• _WHAT YOU NEED TO DO_: Below are the records; copy each line in which "optional" can be found.

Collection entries
-*-
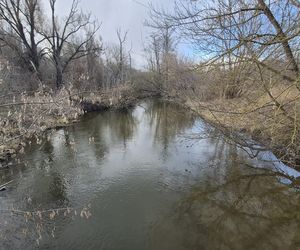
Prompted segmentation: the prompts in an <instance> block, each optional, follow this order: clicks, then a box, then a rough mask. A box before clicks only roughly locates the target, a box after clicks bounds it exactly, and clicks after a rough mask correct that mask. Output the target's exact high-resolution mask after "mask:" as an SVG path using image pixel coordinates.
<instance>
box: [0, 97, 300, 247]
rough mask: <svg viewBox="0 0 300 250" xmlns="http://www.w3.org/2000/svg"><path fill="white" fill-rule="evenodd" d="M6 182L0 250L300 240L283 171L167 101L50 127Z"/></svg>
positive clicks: (297, 201) (17, 164) (217, 243)
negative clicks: (40, 141) (57, 127)
mask: <svg viewBox="0 0 300 250" xmlns="http://www.w3.org/2000/svg"><path fill="white" fill-rule="evenodd" d="M287 172H288V171H287ZM11 180H13V182H12V183H11V184H9V185H7V190H6V191H4V192H0V208H1V210H0V248H1V249H105V250H106V249H107V250H110V249H128V250H134V249H137V250H142V249H162V250H164V249H172V250H173V249H297V248H299V249H300V223H299V222H300V221H299V219H300V209H299V208H300V196H299V192H298V189H296V188H293V187H291V185H289V184H288V181H287V179H285V178H284V177H283V173H282V171H279V170H278V169H277V170H276V168H274V166H273V164H272V163H271V162H268V161H266V157H265V156H264V157H262V156H261V157H260V156H258V157H257V158H255V159H252V158H250V157H249V156H248V154H247V153H246V152H245V150H243V148H241V147H240V146H239V145H237V144H234V143H229V142H228V141H227V140H226V139H225V137H224V136H223V135H222V134H221V133H220V132H219V131H217V130H216V129H214V128H213V127H212V126H210V125H209V124H207V123H205V122H204V121H203V120H201V119H200V118H197V117H195V116H193V115H191V114H189V113H188V112H187V111H185V110H182V109H181V108H180V107H179V106H177V105H175V104H171V103H167V102H163V101H157V100H156V101H146V102H143V103H141V104H140V105H138V106H137V107H136V108H135V109H133V110H130V111H127V112H116V111H107V112H103V113H90V114H86V115H84V116H83V118H82V119H81V121H80V122H78V123H76V124H74V125H72V126H70V127H66V128H64V129H59V130H56V131H52V132H51V133H49V135H48V138H45V139H44V140H41V142H39V143H36V142H33V143H32V144H31V146H28V147H27V148H26V150H25V154H24V157H23V158H22V161H21V163H19V164H15V166H11V167H10V168H9V169H4V170H0V183H6V182H8V181H11Z"/></svg>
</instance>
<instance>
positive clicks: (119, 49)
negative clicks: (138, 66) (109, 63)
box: [116, 28, 128, 84]
mask: <svg viewBox="0 0 300 250" xmlns="http://www.w3.org/2000/svg"><path fill="white" fill-rule="evenodd" d="M116 33H117V37H118V41H119V44H118V45H119V62H118V65H119V80H120V83H121V84H123V83H124V80H125V75H124V74H125V64H126V62H125V61H126V54H125V43H126V39H127V35H128V31H125V32H124V34H122V30H121V29H120V28H118V29H117V31H116Z"/></svg>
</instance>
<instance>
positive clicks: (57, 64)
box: [41, 0, 101, 88]
mask: <svg viewBox="0 0 300 250" xmlns="http://www.w3.org/2000/svg"><path fill="white" fill-rule="evenodd" d="M56 2H57V0H49V3H50V7H51V25H50V30H46V31H43V32H42V33H41V34H42V35H43V36H44V38H45V39H46V40H47V41H48V43H49V45H50V47H49V48H48V53H49V54H50V58H51V60H52V62H53V64H54V66H55V70H56V86H57V88H60V87H61V86H62V85H63V83H64V81H63V73H64V72H65V71H66V69H67V67H68V65H69V64H70V62H72V61H74V60H76V59H79V58H82V57H84V56H87V55H88V54H90V53H95V52H97V51H99V50H100V49H101V48H100V47H98V46H97V47H93V48H90V47H88V46H87V45H88V44H89V42H91V41H92V40H93V39H94V36H95V34H96V33H97V31H98V30H99V27H100V26H99V25H98V24H97V22H96V21H93V20H92V17H91V14H84V13H82V12H81V11H79V8H78V4H79V1H78V0H73V2H72V5H71V8H70V11H69V13H68V15H67V16H66V18H65V19H64V21H60V20H59V19H58V18H57V13H56ZM85 34H86V35H85Z"/></svg>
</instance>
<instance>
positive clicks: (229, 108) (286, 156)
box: [168, 88, 300, 170]
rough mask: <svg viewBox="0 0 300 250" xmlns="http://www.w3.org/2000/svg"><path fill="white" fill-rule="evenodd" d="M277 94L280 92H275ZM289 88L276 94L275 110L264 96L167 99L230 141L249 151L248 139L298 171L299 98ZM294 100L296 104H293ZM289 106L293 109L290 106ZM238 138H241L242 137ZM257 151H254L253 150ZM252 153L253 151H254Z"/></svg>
mask: <svg viewBox="0 0 300 250" xmlns="http://www.w3.org/2000/svg"><path fill="white" fill-rule="evenodd" d="M275 91H277V92H278V93H280V90H279V89H277V90H274V92H275ZM295 93H297V92H296V91H294V90H293V89H292V88H291V89H290V90H289V91H288V93H285V94H284V95H281V96H280V94H278V96H280V98H278V99H277V100H278V101H279V102H280V103H286V105H284V107H277V106H276V104H274V100H271V99H270V97H268V96H267V95H266V94H261V95H257V94H256V95H253V96H248V97H247V98H246V97H239V98H233V99H224V98H219V99H213V100H210V101H205V102H204V101H199V98H197V97H196V96H191V95H186V94H183V93H182V94H181V95H177V96H176V97H168V98H169V99H171V100H172V101H174V102H176V103H179V104H181V105H183V106H185V107H186V108H188V109H190V110H191V111H192V112H195V113H196V114H198V115H199V116H201V117H202V118H203V119H204V120H206V121H208V122H209V123H211V124H212V125H214V126H215V127H217V128H218V129H219V130H220V131H221V132H223V133H224V134H225V136H227V137H228V138H229V139H230V140H234V141H235V142H237V143H239V144H241V145H243V146H248V147H250V148H251V146H254V145H251V143H250V144H249V143H248V141H247V139H251V140H253V141H255V142H258V143H260V144H261V145H263V148H264V150H269V151H272V152H273V153H274V154H275V155H276V156H277V157H278V159H280V160H281V161H282V162H284V163H285V164H287V165H289V166H290V167H293V168H295V169H296V170H299V169H300V145H299V133H298V127H299V125H300V124H299V121H298V119H296V118H294V117H299V115H300V108H299V109H298V108H297V107H298V106H299V104H300V103H299V101H297V100H298V99H299V96H297V95H295ZM295 100H296V101H295ZM292 104H293V105H294V106H292ZM238 135H242V136H241V137H240V136H238ZM255 148H256V147H254V149H255ZM254 151H255V150H254Z"/></svg>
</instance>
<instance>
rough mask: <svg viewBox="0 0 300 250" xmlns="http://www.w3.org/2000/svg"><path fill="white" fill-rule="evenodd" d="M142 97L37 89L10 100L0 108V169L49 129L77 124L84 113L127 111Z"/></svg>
mask: <svg viewBox="0 0 300 250" xmlns="http://www.w3.org/2000/svg"><path fill="white" fill-rule="evenodd" d="M144 97H145V96H142V95H139V96H138V95H137V94H136V93H135V92H134V90H133V88H131V87H128V86H127V87H126V86H123V87H119V88H114V89H111V90H109V91H96V92H91V91H84V92H74V91H72V90H68V89H62V90H60V91H59V92H58V93H56V94H54V93H52V92H51V91H49V92H47V91H45V90H44V89H40V90H38V91H36V92H35V93H34V94H30V95H29V94H26V93H23V94H21V95H20V96H19V97H17V98H16V97H13V96H11V97H9V98H7V100H4V101H3V103H2V104H0V107H1V108H2V111H1V116H0V126H1V127H0V164H1V166H0V167H7V166H9V165H12V164H13V162H15V161H18V159H17V158H18V157H17V156H18V154H22V153H23V152H24V148H25V146H26V145H28V144H31V143H32V142H33V141H35V142H37V143H41V141H42V139H41V138H43V136H44V133H45V132H46V131H48V130H50V129H57V128H60V127H65V126H68V125H70V124H72V123H74V122H77V121H78V120H79V119H80V116H82V115H83V114H84V113H87V112H94V111H102V110H108V109H115V110H122V109H128V108H130V107H133V106H134V105H135V104H136V103H137V102H138V100H140V99H141V98H144Z"/></svg>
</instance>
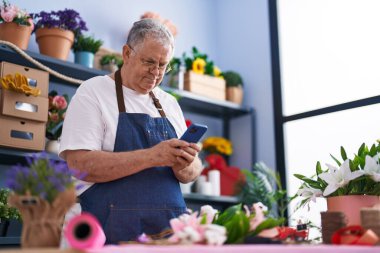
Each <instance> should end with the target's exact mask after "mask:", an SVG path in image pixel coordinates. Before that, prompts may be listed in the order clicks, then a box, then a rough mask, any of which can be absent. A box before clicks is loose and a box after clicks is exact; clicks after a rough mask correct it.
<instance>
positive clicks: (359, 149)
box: [358, 143, 365, 157]
mask: <svg viewBox="0 0 380 253" xmlns="http://www.w3.org/2000/svg"><path fill="white" fill-rule="evenodd" d="M364 150H365V143H363V144H362V145H361V146H360V148H359V150H358V156H360V157H361V156H362V155H363V152H364Z"/></svg>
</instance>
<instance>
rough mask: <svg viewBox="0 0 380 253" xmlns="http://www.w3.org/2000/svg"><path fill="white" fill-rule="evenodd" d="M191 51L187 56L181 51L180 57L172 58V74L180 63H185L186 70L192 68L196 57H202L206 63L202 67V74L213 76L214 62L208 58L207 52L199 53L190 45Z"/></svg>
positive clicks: (214, 71) (180, 63) (174, 73)
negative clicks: (205, 52) (202, 67)
mask: <svg viewBox="0 0 380 253" xmlns="http://www.w3.org/2000/svg"><path fill="white" fill-rule="evenodd" d="M191 52H192V56H187V55H186V53H183V55H182V59H181V58H175V57H174V58H173V59H172V61H171V66H172V69H173V70H174V71H173V73H172V74H175V73H176V72H175V70H179V66H180V65H181V63H183V64H184V65H185V68H186V71H190V70H192V69H193V62H194V61H195V60H196V59H203V60H204V61H205V62H206V65H205V67H204V74H206V75H210V76H215V71H214V66H215V65H214V62H213V61H210V60H209V59H208V56H207V54H203V53H201V52H200V51H199V50H198V49H197V48H196V47H192V50H191ZM177 73H178V72H177Z"/></svg>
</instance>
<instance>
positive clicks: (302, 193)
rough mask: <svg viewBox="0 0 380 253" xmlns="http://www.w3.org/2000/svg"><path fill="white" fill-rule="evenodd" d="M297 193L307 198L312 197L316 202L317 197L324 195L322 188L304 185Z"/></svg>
mask: <svg viewBox="0 0 380 253" xmlns="http://www.w3.org/2000/svg"><path fill="white" fill-rule="evenodd" d="M297 195H298V196H301V197H304V198H306V199H311V200H312V201H313V202H315V201H316V198H317V197H321V196H322V191H321V190H320V189H314V188H310V187H307V186H305V185H304V186H302V188H300V189H299V190H298V191H297Z"/></svg>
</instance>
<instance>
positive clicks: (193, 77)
mask: <svg viewBox="0 0 380 253" xmlns="http://www.w3.org/2000/svg"><path fill="white" fill-rule="evenodd" d="M184 89H185V90H187V91H191V92H193V93H196V94H199V95H202V96H205V97H209V98H213V99H219V100H226V81H225V80H224V79H222V78H218V77H213V76H208V75H201V74H197V73H194V72H193V71H187V72H186V73H185V83H184Z"/></svg>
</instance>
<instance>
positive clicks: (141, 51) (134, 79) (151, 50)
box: [123, 38, 172, 94]
mask: <svg viewBox="0 0 380 253" xmlns="http://www.w3.org/2000/svg"><path fill="white" fill-rule="evenodd" d="M171 56H172V48H171V47H170V46H169V45H168V46H166V47H164V46H163V45H161V44H160V43H158V42H157V41H154V40H152V39H150V38H146V39H145V41H144V43H143V44H142V45H140V46H139V47H137V48H136V49H134V48H131V47H130V46H128V45H125V46H124V48H123V58H124V64H125V68H126V70H125V75H124V76H125V77H124V78H123V83H124V84H125V85H126V86H127V87H128V88H131V89H133V90H135V91H137V92H139V93H142V94H147V93H149V92H150V91H151V90H153V89H154V87H156V86H157V85H158V84H159V83H160V82H161V81H162V78H163V77H164V74H165V71H166V68H167V66H168V64H169V62H170V59H171Z"/></svg>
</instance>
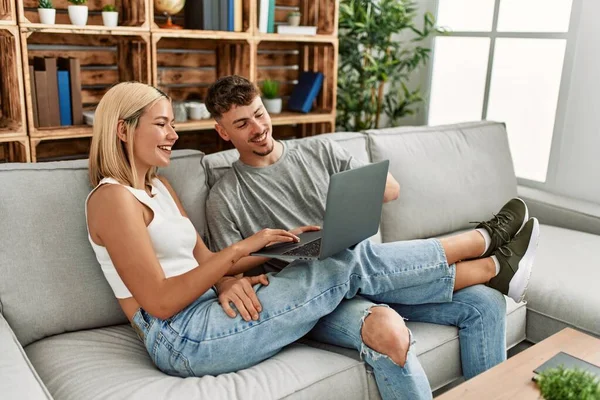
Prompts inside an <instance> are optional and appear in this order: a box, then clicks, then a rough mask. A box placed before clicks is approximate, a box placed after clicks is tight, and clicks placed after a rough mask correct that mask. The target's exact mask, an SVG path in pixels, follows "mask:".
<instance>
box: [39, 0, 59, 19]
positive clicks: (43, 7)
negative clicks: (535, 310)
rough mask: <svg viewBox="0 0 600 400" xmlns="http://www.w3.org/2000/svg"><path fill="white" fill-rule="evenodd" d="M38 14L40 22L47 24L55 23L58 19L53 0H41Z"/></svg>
mask: <svg viewBox="0 0 600 400" xmlns="http://www.w3.org/2000/svg"><path fill="white" fill-rule="evenodd" d="M38 15H39V16H40V23H42V24H45V25H54V22H55V21H56V10H55V9H54V7H53V6H52V0H39V3H38Z"/></svg>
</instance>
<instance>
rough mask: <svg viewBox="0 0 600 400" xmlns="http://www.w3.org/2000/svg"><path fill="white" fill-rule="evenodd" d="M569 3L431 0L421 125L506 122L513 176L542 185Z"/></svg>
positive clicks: (568, 10)
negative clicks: (448, 30)
mask: <svg viewBox="0 0 600 400" xmlns="http://www.w3.org/2000/svg"><path fill="white" fill-rule="evenodd" d="M571 8H572V0H552V1H548V0H439V4H438V15H437V21H438V25H439V26H441V27H445V28H447V29H449V31H450V33H449V34H448V35H444V36H438V37H436V39H435V44H434V53H433V67H432V79H431V90H430V102H429V114H428V123H429V124H430V125H439V124H446V123H454V122H462V121H467V120H478V119H487V120H495V121H501V122H505V123H506V128H507V131H508V139H509V143H510V148H511V152H512V156H513V160H514V164H515V172H516V174H517V176H518V177H520V178H525V179H529V180H533V181H539V182H544V181H545V180H546V175H547V171H548V162H549V158H550V148H551V144H552V134H553V131H554V122H555V117H556V108H557V104H558V96H559V88H560V84H561V79H562V71H563V63H564V56H565V49H566V44H567V35H568V31H569V21H570V14H571Z"/></svg>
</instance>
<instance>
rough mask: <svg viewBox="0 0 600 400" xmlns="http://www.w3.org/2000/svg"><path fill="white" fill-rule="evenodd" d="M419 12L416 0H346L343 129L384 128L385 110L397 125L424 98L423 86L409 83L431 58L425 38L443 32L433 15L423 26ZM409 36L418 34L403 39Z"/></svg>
mask: <svg viewBox="0 0 600 400" xmlns="http://www.w3.org/2000/svg"><path fill="white" fill-rule="evenodd" d="M416 12H417V7H416V2H415V1H412V0H342V1H341V4H340V22H339V30H340V33H339V38H340V39H339V55H340V63H339V73H338V94H337V104H338V105H337V125H338V127H341V128H343V129H344V130H347V131H361V130H364V129H371V128H378V127H379V126H380V117H381V115H382V113H385V114H387V116H388V117H389V118H390V121H391V123H392V124H397V122H398V120H399V119H400V118H402V117H404V116H405V115H410V114H413V113H414V112H415V106H416V105H418V104H419V103H421V102H422V101H423V98H422V97H421V94H420V90H419V89H416V90H409V89H408V85H407V81H408V78H409V76H410V74H411V73H412V72H413V71H415V70H416V69H418V68H421V67H423V66H424V65H425V63H426V61H427V60H428V58H429V53H430V49H429V48H427V47H425V46H424V44H423V42H424V41H425V40H426V39H427V38H428V37H430V36H431V35H432V34H434V33H436V32H440V31H439V30H438V29H437V28H436V27H435V21H434V17H433V15H432V14H430V13H425V15H424V17H423V27H422V28H418V27H417V26H416V24H415V19H416ZM407 34H410V35H411V36H412V38H410V39H401V38H404V37H406V36H407ZM386 86H387V89H388V90H387V93H386V90H385V89H386Z"/></svg>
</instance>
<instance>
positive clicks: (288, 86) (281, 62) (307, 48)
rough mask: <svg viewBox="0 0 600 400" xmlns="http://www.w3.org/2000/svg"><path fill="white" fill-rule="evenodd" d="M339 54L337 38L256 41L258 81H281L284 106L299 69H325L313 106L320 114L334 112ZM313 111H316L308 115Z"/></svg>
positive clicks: (256, 56)
mask: <svg viewBox="0 0 600 400" xmlns="http://www.w3.org/2000/svg"><path fill="white" fill-rule="evenodd" d="M337 57H338V55H337V40H336V41H334V42H333V43H329V42H287V41H262V42H259V43H258V44H257V56H256V64H255V65H256V72H255V74H256V82H257V84H258V85H259V86H260V85H261V84H262V82H263V81H264V80H265V79H271V80H275V81H278V82H279V84H280V91H281V95H282V97H283V108H284V110H285V108H286V105H287V99H288V97H289V95H290V94H291V93H292V90H293V89H294V86H295V85H296V83H297V82H298V78H299V76H300V73H301V72H302V71H314V72H322V73H323V76H324V79H323V86H322V87H321V91H320V92H319V95H318V96H317V99H316V104H315V105H314V109H315V110H319V111H316V113H317V115H319V114H322V113H329V114H331V113H333V111H334V110H335V105H336V98H335V97H336V92H337V85H336V82H337ZM313 113H315V111H313V112H311V113H310V114H309V115H311V114H313ZM295 115H298V114H295ZM291 118H292V117H291V116H290V119H291ZM298 121H300V120H298ZM306 122H307V123H308V122H323V121H321V120H319V121H311V120H308V121H306Z"/></svg>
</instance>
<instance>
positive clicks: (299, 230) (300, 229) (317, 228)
mask: <svg viewBox="0 0 600 400" xmlns="http://www.w3.org/2000/svg"><path fill="white" fill-rule="evenodd" d="M320 230H321V227H320V226H318V225H306V226H299V227H298V228H294V229H290V230H289V232H290V233H293V234H294V235H300V234H301V233H304V232H310V231H320Z"/></svg>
-*-
• _ANSWER TO THE EXERCISE_:
Prompted segmentation: the prompts in an <instance> block, each optional, follow this order: clicks, then a box, then a rough mask. A box before clicks only roughly locates the target, a box after clicks bounds it exactly, and clicks after a rough mask correct that mask. Output the target's exact high-resolution mask after "mask:" as an SVG path using image pixel coordinates.
Prompts inside an <instance> are optional and appear in this order: a box, then clicks, then a rough mask. A box placed before clicks is approximate, a box placed after clicks is tight, and clicks placed after a rough mask correct that mask. The target's exact mask, an SVG path in pixels, follows "mask:".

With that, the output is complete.